* **STATED EXERCISE**: Reproduce the lines of the records below verbatim, beginning at the line containing "Annotation guideline — the target class is utility" and continuing through the line containing "294;0;306;113", both included.

* **RECORDS FOR PROCESSING**:
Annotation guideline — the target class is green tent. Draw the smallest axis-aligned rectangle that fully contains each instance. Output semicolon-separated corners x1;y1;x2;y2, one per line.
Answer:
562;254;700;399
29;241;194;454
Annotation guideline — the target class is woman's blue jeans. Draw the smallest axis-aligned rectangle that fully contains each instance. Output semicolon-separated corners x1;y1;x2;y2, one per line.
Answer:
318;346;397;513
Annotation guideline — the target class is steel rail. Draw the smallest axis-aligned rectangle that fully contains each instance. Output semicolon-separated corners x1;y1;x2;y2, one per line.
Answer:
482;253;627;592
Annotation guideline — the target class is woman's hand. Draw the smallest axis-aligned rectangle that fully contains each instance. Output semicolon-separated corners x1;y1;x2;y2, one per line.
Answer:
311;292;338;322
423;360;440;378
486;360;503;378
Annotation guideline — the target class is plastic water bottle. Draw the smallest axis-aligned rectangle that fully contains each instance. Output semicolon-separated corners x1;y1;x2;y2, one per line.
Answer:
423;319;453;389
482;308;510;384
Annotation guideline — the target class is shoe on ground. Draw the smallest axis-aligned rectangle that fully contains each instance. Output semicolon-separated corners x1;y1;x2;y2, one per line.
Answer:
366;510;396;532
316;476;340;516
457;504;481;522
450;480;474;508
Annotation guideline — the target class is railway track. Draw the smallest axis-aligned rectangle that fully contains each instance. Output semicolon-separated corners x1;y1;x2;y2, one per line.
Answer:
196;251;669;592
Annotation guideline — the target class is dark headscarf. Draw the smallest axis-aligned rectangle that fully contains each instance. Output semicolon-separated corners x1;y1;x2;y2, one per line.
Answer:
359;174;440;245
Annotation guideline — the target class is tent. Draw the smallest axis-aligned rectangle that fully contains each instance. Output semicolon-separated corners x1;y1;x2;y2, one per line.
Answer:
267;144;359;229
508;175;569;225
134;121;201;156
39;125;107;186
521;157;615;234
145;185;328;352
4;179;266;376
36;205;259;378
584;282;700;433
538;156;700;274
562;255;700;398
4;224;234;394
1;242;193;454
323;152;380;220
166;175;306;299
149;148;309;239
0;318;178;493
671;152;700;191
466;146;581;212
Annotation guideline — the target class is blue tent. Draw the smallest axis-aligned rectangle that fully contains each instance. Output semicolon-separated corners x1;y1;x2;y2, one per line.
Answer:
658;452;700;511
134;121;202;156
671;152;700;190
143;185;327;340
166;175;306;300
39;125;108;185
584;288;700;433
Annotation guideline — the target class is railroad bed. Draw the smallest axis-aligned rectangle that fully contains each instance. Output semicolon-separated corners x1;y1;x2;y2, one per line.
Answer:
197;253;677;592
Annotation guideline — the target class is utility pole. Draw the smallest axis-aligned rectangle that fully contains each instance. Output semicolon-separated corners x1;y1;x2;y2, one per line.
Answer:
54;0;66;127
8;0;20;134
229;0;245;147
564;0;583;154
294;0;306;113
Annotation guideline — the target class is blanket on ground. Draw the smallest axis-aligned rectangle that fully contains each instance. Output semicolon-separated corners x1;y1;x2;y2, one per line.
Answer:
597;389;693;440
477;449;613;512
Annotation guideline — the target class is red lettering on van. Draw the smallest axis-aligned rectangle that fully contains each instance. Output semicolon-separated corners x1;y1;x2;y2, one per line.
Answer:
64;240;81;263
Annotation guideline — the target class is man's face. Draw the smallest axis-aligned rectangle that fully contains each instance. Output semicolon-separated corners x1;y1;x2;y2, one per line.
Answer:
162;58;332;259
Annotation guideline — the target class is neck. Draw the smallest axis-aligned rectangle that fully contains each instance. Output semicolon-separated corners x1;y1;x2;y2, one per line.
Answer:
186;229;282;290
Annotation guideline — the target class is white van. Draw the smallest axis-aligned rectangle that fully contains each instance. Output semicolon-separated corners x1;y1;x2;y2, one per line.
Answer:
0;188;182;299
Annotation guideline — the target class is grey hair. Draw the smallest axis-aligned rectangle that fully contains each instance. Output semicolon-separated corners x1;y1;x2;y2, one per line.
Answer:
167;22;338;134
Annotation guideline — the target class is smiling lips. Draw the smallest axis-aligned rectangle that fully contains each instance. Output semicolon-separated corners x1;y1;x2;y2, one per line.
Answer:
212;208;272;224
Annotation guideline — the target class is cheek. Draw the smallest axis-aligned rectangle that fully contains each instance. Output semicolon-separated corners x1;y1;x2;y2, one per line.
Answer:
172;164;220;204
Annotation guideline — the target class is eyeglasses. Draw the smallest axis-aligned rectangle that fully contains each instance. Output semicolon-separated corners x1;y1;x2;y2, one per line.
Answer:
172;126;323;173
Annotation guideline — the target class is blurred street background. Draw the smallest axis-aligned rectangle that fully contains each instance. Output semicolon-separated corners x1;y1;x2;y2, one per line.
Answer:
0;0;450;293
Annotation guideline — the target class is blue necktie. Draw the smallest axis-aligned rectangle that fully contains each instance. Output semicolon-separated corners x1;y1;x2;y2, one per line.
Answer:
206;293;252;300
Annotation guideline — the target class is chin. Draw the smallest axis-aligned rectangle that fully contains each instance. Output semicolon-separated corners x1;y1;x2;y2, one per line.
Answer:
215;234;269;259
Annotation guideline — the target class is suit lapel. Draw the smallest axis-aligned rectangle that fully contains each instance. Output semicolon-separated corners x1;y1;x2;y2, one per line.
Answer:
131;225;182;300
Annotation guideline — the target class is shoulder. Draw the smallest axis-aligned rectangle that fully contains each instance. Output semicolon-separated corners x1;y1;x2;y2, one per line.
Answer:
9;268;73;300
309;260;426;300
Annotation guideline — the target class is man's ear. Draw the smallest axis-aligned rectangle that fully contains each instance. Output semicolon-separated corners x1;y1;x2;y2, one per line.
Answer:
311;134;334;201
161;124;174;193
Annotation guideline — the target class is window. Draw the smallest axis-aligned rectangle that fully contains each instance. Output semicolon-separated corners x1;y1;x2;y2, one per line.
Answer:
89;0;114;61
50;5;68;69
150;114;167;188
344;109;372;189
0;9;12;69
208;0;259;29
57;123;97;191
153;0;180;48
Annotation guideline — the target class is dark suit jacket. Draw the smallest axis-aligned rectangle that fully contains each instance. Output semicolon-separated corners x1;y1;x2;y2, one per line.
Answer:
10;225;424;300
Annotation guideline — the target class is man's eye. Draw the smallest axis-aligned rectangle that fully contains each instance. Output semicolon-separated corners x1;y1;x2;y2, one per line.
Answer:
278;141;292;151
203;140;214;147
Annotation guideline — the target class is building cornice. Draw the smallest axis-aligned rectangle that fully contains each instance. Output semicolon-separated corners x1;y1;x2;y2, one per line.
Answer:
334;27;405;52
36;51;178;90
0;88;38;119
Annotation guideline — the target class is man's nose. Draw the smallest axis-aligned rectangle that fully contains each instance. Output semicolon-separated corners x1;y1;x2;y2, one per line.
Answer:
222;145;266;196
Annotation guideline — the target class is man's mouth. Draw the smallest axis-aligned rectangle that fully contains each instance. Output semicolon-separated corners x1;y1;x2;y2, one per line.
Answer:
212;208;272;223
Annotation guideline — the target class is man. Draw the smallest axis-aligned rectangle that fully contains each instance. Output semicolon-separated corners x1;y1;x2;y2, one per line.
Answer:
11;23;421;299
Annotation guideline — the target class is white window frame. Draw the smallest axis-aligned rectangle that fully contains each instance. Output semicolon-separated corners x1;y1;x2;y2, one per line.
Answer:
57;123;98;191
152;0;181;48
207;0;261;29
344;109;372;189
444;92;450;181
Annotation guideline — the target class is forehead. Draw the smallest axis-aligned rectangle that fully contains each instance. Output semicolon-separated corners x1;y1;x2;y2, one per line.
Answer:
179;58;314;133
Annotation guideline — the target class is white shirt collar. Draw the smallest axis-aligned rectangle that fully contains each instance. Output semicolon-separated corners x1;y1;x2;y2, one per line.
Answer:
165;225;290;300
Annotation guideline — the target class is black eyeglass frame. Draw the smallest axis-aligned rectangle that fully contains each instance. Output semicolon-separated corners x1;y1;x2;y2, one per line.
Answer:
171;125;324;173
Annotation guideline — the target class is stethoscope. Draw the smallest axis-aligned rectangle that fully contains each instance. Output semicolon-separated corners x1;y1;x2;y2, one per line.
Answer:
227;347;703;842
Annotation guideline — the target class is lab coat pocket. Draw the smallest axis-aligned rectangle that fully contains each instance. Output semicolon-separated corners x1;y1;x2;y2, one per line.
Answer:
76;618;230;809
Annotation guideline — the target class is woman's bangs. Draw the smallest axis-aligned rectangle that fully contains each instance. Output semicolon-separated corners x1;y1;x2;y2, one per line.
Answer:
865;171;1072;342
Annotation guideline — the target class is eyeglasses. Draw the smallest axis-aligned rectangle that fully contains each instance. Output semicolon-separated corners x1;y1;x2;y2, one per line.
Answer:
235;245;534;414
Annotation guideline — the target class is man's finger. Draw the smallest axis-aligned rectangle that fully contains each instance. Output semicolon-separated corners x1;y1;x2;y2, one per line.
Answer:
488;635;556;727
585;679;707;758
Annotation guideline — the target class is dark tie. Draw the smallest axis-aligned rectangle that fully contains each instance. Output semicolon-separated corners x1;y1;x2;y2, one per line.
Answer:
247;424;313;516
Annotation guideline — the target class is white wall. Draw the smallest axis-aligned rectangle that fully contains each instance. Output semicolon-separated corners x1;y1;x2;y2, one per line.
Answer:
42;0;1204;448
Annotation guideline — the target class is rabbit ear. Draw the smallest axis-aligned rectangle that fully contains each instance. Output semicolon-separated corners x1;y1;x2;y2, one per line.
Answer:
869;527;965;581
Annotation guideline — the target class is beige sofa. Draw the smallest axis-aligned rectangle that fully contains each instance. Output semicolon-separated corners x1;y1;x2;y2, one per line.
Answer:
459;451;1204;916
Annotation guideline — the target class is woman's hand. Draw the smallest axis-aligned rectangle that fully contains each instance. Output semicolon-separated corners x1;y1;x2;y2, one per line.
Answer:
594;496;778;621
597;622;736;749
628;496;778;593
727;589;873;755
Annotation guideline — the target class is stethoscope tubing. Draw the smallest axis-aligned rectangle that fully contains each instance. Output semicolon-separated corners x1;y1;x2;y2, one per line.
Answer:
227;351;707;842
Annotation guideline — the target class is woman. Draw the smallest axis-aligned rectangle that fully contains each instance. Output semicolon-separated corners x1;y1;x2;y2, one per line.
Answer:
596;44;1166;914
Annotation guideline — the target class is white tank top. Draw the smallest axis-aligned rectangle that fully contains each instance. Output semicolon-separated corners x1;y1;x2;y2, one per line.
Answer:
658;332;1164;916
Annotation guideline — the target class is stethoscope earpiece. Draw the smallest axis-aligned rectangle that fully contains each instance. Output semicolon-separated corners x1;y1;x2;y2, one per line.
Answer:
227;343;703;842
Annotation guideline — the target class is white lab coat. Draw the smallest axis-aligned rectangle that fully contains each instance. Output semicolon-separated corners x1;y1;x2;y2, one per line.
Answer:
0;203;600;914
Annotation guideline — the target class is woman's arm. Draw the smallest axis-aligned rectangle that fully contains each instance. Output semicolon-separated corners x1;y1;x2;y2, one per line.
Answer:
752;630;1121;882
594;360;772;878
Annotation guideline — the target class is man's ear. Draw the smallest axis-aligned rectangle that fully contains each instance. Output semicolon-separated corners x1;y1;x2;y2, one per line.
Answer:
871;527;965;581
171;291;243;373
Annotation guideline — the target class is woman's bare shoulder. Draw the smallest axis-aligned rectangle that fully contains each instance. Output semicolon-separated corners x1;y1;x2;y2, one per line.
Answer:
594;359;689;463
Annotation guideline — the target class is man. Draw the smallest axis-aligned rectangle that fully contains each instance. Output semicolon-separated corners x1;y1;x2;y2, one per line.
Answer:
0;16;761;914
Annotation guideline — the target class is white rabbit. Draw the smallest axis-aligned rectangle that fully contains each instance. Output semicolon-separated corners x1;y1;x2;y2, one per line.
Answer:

* **COMPLETED EXERCISE**:
Annotation guideline — the target class is utility pole. Draw the smallest axis-aligned rectangle that fully contains each instance. Output semicolon-separated corners x1;y1;x2;y2, one per line.
Answer:
54;0;66;127
8;0;20;134
229;0;245;147
564;0;583;154
294;0;306;113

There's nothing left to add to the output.